Stated goal » Identify every line in the rows below that contains the string "colored", and copy each of those lines in full. Case counts.

══ Provided information

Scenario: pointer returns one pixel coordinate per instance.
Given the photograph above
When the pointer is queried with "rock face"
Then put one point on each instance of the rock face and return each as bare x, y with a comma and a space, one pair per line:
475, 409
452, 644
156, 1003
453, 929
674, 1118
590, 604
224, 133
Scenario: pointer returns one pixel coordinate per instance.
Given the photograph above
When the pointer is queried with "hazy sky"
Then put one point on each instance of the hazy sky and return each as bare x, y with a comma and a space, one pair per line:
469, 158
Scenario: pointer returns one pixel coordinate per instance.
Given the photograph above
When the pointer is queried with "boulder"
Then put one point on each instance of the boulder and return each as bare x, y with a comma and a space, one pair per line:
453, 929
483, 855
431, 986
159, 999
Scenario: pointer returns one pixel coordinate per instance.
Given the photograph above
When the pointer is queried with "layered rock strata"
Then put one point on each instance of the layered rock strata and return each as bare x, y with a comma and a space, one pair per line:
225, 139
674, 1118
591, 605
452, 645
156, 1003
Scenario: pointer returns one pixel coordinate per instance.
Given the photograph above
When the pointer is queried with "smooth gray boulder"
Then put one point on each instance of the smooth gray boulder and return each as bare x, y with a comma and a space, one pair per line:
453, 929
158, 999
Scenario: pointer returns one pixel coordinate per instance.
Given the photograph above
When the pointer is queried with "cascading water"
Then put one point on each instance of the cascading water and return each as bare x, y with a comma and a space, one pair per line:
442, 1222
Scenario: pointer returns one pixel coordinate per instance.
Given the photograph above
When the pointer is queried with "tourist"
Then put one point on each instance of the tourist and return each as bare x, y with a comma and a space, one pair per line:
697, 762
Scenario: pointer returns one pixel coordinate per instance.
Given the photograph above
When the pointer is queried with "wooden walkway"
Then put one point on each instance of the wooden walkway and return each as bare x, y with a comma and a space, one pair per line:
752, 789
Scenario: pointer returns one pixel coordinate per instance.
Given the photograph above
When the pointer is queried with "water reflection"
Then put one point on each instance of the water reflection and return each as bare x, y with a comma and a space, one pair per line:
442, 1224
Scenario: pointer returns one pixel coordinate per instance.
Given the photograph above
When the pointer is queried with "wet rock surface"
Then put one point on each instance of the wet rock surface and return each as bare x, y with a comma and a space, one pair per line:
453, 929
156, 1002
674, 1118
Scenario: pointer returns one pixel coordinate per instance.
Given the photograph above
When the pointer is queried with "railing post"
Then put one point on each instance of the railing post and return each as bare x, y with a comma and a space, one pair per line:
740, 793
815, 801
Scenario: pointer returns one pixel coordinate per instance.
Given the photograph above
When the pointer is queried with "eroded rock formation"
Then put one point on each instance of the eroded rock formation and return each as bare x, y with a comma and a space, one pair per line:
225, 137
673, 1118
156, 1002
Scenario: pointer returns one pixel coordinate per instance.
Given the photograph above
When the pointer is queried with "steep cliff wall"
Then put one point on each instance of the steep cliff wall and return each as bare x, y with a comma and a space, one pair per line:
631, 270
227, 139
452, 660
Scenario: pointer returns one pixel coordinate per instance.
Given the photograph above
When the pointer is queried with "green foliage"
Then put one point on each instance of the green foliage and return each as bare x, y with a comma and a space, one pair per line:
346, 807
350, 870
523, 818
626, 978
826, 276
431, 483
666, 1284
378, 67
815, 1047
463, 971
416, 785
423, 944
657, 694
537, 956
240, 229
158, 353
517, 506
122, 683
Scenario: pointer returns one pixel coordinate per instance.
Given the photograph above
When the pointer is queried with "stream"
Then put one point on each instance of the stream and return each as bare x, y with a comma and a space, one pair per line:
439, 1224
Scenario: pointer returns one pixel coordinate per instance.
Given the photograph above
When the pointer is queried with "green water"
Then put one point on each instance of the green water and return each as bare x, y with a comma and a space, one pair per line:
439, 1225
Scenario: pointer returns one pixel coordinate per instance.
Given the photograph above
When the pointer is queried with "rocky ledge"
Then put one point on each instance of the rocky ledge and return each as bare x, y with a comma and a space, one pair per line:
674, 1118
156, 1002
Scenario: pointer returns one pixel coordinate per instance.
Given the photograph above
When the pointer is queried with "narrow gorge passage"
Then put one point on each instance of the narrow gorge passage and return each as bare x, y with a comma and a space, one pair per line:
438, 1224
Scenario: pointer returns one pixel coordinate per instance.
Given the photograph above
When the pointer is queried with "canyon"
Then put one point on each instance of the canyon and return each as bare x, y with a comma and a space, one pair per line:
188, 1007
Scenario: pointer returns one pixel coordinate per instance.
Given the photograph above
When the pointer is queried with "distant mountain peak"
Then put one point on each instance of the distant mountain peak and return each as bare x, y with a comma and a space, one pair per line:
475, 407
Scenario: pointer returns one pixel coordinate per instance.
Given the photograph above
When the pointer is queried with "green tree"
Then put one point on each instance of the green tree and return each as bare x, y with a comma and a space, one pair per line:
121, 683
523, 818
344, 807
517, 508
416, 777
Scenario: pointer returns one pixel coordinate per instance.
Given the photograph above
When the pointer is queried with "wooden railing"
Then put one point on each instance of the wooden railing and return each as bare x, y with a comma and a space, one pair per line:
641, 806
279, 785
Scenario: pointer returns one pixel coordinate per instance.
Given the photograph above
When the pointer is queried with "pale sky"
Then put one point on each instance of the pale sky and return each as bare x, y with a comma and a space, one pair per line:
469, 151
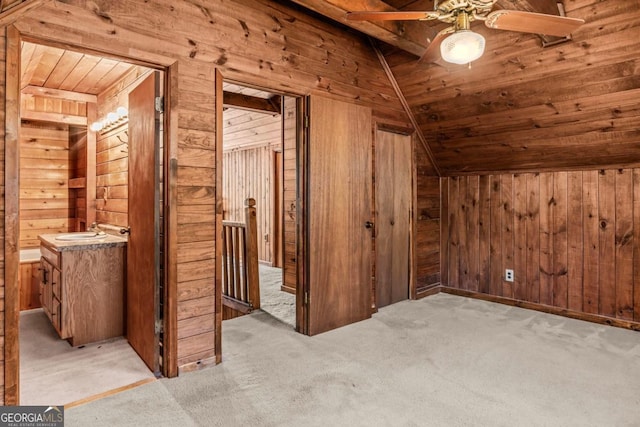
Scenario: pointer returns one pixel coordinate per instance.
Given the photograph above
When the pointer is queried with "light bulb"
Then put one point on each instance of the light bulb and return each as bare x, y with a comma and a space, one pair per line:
462, 47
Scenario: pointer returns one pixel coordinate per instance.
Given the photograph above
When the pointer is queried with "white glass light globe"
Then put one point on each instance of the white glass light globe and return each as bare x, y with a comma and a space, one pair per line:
462, 47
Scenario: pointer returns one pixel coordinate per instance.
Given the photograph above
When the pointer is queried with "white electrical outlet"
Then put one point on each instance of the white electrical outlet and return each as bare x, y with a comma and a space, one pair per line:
508, 275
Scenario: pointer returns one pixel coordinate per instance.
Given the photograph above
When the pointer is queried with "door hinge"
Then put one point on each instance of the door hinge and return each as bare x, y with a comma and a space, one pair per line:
159, 327
160, 104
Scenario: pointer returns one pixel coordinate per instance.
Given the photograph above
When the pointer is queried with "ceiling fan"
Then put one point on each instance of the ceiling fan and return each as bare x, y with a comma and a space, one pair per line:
457, 43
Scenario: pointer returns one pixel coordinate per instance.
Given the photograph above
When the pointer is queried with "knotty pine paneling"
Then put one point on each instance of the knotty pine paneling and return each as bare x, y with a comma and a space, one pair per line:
52, 105
570, 237
289, 195
427, 229
249, 140
4, 337
262, 43
78, 155
112, 153
521, 107
112, 177
249, 173
46, 203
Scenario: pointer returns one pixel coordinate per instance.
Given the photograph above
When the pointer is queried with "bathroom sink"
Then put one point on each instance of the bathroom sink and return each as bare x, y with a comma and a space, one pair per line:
83, 235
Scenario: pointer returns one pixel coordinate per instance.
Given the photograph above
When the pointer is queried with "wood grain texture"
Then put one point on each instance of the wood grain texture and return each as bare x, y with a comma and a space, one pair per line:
29, 285
392, 208
319, 59
575, 238
248, 174
38, 190
339, 206
542, 109
92, 294
9, 347
289, 195
142, 276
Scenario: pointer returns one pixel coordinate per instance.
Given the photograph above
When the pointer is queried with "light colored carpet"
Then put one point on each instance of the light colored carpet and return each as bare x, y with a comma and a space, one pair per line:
441, 361
54, 373
279, 304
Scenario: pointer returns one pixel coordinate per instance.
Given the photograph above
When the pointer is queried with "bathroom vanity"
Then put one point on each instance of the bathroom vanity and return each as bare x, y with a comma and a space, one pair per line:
82, 286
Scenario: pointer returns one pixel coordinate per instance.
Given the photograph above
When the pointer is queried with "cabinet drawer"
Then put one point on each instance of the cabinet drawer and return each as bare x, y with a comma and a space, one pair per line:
56, 283
50, 255
56, 315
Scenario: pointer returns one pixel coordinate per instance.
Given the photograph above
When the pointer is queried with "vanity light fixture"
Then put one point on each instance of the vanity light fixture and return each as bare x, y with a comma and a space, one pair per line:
111, 120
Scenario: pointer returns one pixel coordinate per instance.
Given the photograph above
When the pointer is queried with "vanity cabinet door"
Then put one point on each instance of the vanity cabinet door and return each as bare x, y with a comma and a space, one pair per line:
46, 292
56, 283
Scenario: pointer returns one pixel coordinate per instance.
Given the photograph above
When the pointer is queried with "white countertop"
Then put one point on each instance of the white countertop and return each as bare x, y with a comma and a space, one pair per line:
65, 245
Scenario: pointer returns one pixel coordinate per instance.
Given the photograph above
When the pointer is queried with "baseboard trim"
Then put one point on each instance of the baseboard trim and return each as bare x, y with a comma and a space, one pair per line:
108, 393
428, 291
288, 289
594, 318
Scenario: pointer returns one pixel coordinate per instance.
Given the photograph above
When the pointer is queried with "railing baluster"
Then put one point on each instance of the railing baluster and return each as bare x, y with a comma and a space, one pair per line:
241, 282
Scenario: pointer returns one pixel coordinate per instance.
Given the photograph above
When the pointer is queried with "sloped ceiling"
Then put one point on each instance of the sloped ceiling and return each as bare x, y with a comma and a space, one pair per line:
522, 107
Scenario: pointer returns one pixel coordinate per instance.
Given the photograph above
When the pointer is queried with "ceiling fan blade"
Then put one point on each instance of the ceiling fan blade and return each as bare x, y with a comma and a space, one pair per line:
391, 16
530, 22
432, 54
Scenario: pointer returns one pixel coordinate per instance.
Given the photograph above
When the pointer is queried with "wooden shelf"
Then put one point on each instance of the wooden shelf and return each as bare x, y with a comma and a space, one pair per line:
77, 182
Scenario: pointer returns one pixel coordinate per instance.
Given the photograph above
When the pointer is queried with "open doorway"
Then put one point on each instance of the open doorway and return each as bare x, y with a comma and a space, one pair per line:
259, 163
79, 168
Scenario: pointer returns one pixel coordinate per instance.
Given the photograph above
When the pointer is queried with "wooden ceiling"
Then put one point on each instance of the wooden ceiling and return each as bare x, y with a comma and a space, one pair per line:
522, 107
55, 68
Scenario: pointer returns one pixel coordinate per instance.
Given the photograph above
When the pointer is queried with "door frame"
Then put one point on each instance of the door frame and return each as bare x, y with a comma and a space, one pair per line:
411, 286
386, 127
169, 66
301, 113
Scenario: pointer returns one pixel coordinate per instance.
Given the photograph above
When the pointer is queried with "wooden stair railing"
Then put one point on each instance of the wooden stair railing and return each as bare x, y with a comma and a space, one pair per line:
240, 277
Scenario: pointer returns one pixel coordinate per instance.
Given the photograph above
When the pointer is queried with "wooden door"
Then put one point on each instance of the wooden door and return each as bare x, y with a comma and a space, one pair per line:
142, 248
278, 220
338, 207
393, 211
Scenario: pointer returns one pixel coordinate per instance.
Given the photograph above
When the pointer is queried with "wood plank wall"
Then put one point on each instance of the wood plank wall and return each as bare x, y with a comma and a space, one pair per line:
289, 140
249, 140
3, 271
78, 156
258, 42
112, 154
572, 238
112, 179
427, 224
46, 204
248, 129
249, 173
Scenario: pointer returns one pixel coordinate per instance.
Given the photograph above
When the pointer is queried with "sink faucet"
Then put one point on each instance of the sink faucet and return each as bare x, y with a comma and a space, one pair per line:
94, 227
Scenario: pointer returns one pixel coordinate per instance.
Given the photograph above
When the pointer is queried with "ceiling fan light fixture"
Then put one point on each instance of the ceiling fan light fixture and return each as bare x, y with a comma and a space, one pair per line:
462, 47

════

Problem solution »
When the pointer is queried with "light colored carpet"
Then put one point on each instance of the light colored carpet and return each as bare x, y with a comma and a space, one pair per line:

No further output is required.